## Exercise details
Reproduce exactly the lines of the material beneath, from the line that contains "Question. In the picture above, identify the white jar" to the line that contains "Question. In the picture above, identify the wooden table", both included, and no other lines.

## Materials provided
_ _ _

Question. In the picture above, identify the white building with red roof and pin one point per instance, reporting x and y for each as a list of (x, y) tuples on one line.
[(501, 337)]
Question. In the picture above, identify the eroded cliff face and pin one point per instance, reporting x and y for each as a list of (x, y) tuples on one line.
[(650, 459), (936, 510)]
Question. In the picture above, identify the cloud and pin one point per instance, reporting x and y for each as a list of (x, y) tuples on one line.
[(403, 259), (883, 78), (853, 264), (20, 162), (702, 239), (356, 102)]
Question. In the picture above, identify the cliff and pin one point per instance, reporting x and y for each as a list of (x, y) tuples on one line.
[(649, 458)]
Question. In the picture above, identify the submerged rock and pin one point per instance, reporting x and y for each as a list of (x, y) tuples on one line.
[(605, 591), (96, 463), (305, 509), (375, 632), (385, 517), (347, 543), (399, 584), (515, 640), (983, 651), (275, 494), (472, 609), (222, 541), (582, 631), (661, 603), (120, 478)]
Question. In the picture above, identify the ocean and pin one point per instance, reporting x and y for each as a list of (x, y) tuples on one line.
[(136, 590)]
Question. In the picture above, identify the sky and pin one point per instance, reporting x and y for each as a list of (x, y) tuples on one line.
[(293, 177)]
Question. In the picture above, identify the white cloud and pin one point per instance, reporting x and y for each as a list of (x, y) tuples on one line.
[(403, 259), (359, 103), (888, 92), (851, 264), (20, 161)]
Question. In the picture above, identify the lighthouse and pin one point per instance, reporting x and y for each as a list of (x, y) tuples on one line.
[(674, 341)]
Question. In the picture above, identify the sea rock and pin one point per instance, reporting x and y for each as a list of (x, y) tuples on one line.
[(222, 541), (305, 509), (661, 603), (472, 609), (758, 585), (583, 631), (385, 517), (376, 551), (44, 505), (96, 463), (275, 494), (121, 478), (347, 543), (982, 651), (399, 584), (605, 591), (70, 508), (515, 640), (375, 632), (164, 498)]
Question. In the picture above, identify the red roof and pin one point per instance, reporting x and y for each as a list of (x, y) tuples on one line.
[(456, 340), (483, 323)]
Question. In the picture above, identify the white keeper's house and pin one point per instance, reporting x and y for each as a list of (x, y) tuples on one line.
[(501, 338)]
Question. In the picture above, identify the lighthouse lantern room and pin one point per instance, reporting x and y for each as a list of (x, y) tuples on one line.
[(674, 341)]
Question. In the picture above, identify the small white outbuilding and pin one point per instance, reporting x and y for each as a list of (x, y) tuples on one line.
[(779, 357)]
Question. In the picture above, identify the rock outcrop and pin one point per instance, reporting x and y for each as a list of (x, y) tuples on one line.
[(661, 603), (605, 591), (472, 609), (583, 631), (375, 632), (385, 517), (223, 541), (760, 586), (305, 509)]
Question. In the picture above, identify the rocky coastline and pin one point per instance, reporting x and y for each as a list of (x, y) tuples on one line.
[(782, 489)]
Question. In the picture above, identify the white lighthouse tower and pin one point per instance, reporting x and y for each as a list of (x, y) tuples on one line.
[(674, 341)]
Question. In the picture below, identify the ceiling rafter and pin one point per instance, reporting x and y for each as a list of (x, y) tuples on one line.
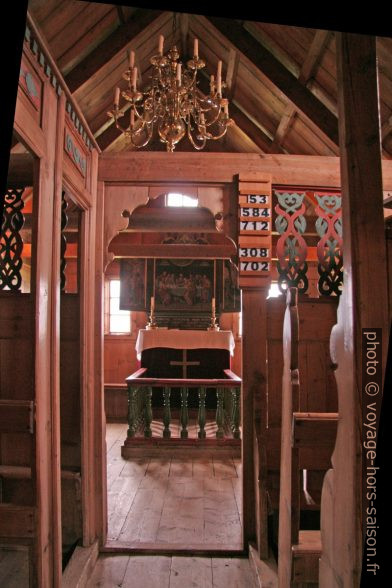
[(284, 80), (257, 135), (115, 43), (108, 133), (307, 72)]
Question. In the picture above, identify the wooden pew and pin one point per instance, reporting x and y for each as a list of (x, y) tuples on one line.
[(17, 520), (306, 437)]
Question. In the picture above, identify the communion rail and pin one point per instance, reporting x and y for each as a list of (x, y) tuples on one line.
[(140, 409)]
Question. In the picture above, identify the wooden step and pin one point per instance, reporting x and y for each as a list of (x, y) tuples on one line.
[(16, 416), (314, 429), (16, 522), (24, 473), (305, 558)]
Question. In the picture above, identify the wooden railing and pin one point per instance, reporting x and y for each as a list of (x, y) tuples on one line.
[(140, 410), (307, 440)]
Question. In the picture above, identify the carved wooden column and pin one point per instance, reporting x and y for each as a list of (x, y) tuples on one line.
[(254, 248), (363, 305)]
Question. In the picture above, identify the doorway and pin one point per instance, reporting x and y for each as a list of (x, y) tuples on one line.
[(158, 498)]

_ _ _

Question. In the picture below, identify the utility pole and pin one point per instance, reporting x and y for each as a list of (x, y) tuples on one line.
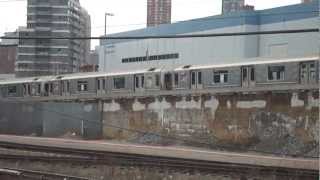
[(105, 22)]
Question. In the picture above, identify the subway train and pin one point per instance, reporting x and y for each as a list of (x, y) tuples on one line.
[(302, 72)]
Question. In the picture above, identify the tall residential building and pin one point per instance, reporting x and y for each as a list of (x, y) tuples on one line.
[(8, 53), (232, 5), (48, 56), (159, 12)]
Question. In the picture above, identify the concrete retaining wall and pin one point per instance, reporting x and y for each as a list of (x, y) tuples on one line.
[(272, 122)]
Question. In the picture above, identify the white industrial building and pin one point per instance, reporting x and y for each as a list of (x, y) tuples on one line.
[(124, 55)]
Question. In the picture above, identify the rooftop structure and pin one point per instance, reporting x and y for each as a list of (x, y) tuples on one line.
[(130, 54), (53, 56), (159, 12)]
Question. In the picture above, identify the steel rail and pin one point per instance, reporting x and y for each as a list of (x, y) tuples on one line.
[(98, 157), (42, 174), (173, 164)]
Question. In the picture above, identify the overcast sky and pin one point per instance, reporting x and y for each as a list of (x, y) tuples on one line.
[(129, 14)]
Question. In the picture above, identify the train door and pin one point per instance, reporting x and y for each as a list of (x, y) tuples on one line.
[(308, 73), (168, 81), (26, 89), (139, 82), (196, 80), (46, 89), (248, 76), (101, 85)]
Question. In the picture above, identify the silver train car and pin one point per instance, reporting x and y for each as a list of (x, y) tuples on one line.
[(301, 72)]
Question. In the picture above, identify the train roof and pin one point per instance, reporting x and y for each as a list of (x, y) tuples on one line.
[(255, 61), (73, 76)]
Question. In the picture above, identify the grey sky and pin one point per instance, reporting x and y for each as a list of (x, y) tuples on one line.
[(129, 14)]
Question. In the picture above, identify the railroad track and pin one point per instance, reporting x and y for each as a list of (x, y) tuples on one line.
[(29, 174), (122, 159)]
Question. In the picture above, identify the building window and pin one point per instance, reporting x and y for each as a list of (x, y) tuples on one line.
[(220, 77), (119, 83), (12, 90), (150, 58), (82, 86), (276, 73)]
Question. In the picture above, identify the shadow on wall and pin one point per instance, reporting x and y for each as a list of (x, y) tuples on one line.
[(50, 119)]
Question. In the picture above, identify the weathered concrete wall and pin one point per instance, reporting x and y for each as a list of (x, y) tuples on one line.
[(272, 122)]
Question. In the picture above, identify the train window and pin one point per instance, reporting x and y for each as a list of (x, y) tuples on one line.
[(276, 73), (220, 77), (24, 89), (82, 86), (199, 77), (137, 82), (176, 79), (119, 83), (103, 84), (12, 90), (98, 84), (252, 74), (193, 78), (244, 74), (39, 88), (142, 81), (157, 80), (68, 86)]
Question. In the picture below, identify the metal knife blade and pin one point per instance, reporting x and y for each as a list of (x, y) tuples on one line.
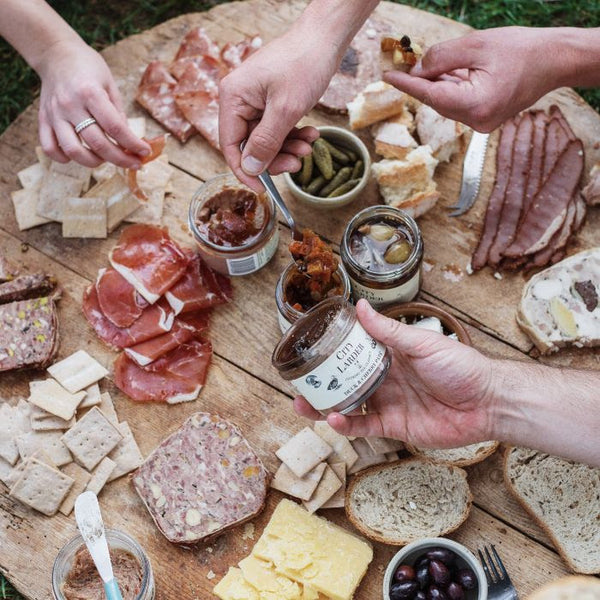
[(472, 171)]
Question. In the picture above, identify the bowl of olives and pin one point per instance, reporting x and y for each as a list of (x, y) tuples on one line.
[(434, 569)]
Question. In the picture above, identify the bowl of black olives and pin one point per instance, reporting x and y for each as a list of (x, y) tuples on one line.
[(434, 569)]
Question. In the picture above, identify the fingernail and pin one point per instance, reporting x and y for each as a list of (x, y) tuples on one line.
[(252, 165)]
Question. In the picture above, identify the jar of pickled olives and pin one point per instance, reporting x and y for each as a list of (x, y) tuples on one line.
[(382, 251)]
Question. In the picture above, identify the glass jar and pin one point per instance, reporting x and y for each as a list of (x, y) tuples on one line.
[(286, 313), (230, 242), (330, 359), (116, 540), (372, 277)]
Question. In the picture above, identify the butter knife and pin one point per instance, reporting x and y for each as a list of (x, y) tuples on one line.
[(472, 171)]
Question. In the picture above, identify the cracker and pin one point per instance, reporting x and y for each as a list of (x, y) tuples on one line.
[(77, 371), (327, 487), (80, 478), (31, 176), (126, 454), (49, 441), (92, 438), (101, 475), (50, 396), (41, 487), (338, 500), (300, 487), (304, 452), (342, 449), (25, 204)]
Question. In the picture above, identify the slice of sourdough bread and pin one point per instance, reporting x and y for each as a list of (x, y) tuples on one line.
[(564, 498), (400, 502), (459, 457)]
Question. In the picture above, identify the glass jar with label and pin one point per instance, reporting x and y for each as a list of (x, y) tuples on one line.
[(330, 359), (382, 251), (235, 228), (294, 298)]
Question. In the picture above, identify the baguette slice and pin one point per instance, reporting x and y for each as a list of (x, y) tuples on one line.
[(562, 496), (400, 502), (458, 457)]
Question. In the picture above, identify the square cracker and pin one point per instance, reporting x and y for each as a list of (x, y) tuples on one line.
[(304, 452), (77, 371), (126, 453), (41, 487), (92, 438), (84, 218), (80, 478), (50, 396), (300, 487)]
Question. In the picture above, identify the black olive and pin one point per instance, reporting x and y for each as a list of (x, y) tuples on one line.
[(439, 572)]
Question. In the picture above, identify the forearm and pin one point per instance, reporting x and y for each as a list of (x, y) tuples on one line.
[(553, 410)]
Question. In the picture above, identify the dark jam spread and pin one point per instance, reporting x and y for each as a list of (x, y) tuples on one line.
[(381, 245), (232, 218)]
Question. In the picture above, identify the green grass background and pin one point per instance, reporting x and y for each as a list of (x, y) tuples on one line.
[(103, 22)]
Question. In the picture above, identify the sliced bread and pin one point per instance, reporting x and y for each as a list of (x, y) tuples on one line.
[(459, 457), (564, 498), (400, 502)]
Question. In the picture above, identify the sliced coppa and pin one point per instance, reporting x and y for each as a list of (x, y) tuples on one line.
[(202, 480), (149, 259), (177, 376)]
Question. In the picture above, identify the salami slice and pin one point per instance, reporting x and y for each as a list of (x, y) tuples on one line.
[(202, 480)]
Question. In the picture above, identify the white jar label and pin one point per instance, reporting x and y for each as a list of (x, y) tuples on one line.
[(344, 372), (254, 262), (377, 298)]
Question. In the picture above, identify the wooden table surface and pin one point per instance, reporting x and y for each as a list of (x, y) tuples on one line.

_ _ _

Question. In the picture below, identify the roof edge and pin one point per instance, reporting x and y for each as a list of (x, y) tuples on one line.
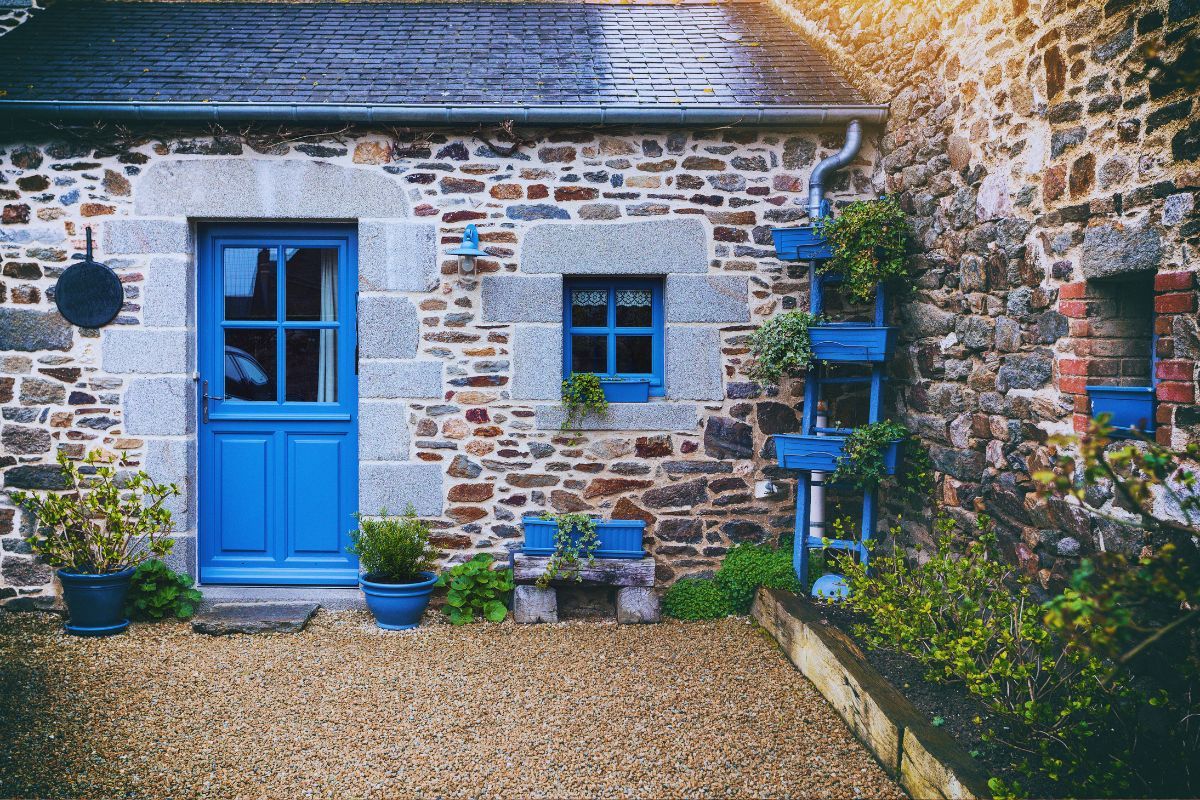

_ _ _

## Result
Question. In the picture above, identify the white jar label and pin one point per instance, reporting x and y for each as a list of (x, y) tuples on one line.
[(344, 372), (254, 262), (377, 298)]
Question. In the picture above, identify the wooden table surface and pin one point per instance, reporting x and y for each as a list of (x, y) tuples on one line.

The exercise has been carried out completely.